(Stored data):

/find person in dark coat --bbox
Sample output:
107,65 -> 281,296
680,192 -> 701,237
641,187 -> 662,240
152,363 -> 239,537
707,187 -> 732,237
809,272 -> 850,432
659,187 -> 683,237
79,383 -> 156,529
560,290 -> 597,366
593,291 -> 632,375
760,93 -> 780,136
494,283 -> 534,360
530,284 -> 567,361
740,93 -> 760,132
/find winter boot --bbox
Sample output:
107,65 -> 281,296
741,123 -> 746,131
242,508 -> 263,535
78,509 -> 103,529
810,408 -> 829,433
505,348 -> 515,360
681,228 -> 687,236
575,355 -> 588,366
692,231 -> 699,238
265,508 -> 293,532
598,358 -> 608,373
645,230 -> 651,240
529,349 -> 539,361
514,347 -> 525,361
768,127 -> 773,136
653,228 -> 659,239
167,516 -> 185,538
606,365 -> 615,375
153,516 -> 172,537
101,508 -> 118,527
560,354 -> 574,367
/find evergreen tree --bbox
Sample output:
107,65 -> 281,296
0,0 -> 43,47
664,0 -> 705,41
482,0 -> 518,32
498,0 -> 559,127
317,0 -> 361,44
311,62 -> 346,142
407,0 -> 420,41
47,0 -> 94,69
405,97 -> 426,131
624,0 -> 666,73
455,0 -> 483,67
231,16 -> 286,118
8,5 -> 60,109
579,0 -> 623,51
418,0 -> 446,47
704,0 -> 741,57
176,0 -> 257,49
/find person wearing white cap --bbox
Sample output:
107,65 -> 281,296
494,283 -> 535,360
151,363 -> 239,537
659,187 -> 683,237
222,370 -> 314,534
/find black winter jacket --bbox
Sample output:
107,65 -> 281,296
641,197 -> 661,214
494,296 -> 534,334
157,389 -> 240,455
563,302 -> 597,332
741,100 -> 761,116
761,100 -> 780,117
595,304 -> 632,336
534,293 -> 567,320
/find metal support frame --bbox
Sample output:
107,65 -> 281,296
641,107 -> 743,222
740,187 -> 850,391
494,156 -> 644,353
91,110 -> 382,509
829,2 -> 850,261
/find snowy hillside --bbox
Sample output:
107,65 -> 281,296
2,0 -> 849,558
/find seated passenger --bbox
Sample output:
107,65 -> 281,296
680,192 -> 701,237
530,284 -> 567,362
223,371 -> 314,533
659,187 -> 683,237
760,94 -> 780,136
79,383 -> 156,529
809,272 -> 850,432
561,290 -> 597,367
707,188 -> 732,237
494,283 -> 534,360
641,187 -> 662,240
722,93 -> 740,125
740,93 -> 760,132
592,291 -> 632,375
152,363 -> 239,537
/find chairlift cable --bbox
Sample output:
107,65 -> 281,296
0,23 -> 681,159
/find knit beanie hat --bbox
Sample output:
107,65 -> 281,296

(Exercise prompt): Exactly the lines from the one holding "beanie hat --bbox" through the end of the records above are to be returned, and nothing else.

(Answer below):
/find knit beanie hat --bbox
Sample output:
107,65 -> 281,296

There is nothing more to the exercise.